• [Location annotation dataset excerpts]
_ _ _

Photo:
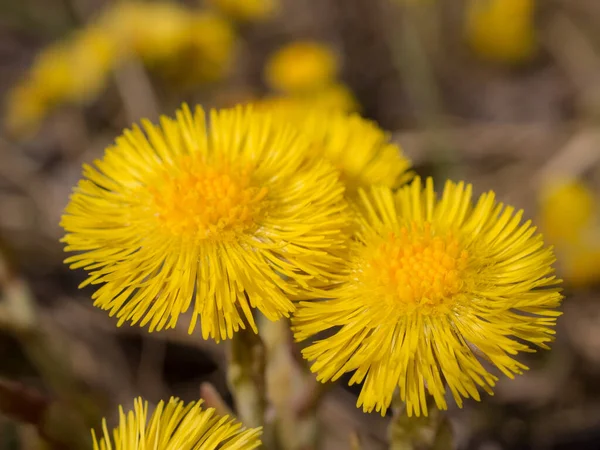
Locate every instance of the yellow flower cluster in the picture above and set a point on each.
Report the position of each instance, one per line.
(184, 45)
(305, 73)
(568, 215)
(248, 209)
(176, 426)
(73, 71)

_ _ _

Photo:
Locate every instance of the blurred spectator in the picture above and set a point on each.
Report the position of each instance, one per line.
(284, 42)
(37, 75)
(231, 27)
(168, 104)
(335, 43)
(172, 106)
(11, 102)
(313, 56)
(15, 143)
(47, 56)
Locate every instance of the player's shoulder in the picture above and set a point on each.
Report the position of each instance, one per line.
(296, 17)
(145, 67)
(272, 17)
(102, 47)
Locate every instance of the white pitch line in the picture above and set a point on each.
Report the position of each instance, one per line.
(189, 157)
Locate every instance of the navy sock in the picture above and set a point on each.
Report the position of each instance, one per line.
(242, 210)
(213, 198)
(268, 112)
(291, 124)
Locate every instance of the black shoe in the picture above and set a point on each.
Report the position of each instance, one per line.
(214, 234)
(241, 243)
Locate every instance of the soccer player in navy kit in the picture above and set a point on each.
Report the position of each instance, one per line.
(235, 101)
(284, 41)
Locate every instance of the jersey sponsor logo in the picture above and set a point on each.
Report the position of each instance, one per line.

_ _ _

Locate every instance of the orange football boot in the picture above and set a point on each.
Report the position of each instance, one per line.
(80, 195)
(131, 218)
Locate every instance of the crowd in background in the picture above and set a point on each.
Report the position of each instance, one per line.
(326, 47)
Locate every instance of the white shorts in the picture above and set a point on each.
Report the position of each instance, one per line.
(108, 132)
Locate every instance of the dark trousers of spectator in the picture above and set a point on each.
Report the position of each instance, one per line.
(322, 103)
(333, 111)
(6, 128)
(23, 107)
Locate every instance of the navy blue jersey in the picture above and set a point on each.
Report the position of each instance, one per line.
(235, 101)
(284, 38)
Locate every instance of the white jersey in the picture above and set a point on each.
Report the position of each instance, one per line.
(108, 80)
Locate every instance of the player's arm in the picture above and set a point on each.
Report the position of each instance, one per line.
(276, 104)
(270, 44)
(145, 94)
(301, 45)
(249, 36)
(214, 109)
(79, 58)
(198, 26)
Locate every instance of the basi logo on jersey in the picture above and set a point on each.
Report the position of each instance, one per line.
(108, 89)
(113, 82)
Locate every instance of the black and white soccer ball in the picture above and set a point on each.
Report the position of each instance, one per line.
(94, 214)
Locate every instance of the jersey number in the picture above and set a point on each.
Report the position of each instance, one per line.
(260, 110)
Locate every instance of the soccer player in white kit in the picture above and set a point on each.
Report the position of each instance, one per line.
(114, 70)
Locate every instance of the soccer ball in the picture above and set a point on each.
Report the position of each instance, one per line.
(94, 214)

_ _ _

• [What to do]
Return every line of the material above that contains the word "navy".

• [The output]
Locate every instance of the navy sock in the picture above and set a point on each.
Locate every instance of the soccer player in navy kit in the picture above and set a point on each.
Locate every instance of the navy blue jersey in the picture above and set a point on each.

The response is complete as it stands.